> Task set
(a) According to the R workflow notes, which two steps together are called wrangling?
(b) Please extract the passage of the R workflow notes between "Import: First you" and "most critical step.", inclusive.

> Excerpt to read
········
Import: First you must import your data into R.
Tidy: Tidying your data means storing it in a consistent form that matches the semantics of the dataset with the way it is stored. In brief, when your data is tidy, each column is a variable, and each row is an observation.
Transform: Transformation includes narrowing in on observations of interest (like all people in one city, or all data from the last year), creating new variables that are functions of existing variables (like computing speed from distance and time), and calculating a set of summary statistics (like counts or means).
Wrangling: Together, tidying and transforming are called wrangling, because getting your data in a form that’s natural to work with often feels like a fight!
Two main engines of knowledge generation:
Communication: Last and the most critical step.
Programming: Cuts across all aspects of the project.
# install.packages(c("tidyverse","nycflights13", "gapminder", "Lahman"))
lapply(c("tidyverse","nycflights13", "gapminder", "Lahman"), library, character.only = TRUE)
········
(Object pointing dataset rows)
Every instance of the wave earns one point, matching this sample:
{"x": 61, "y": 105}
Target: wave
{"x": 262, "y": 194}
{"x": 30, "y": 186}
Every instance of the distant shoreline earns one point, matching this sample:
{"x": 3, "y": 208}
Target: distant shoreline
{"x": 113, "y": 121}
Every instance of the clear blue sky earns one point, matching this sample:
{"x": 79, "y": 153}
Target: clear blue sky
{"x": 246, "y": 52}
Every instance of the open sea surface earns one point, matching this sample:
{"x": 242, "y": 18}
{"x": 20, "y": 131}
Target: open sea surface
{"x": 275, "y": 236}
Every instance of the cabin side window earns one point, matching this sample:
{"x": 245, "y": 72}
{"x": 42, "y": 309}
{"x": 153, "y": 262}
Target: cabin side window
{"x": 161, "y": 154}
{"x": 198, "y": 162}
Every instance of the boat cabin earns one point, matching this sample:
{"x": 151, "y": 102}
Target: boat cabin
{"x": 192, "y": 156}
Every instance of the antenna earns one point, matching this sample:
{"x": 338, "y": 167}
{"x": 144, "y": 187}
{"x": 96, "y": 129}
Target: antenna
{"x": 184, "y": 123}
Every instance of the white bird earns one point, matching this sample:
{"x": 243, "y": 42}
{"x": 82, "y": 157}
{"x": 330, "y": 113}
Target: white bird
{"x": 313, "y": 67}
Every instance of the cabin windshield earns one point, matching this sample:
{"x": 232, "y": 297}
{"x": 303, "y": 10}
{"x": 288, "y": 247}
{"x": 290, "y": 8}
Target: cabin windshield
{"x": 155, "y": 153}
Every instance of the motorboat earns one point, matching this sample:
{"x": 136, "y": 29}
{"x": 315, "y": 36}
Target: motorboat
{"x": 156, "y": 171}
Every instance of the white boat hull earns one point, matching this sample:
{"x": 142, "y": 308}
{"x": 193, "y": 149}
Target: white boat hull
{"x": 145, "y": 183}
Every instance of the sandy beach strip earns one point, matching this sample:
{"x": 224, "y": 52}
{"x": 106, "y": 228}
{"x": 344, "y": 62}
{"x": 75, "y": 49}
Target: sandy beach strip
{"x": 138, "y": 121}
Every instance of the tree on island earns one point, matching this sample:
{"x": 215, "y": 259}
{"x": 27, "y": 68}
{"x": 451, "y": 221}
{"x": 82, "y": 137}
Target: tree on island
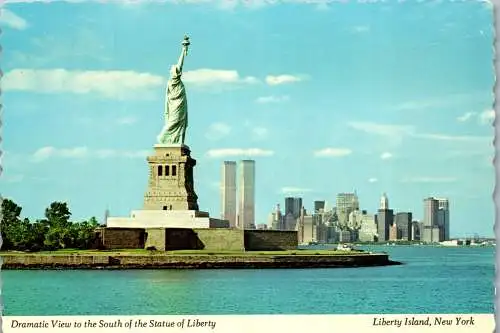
········
> Answers by task
(a) Tidying and transforming.

(b)
Import: First you must import your data into R.
Tidy: Tidying your data means storing it in a consistent form that matches the semantics of the dataset with the way it is stored. In brief, when your data is tidy, each column is a variable, and each row is an observation.
Transform: Transformation includes narrowing in on observations of interest (like all people in one city, or all data from the last year), creating new variables that are functions of existing variables (like computing speed from distance and time), and calculating a set of summary statistics (like counts or means).
Wrangling: Together, tidying and transforming are called wrangling, because getting your data in a form that’s natural to work with often feels like a fight!
Two main engines of knowledge generation:
Communication: Last and the most critical step.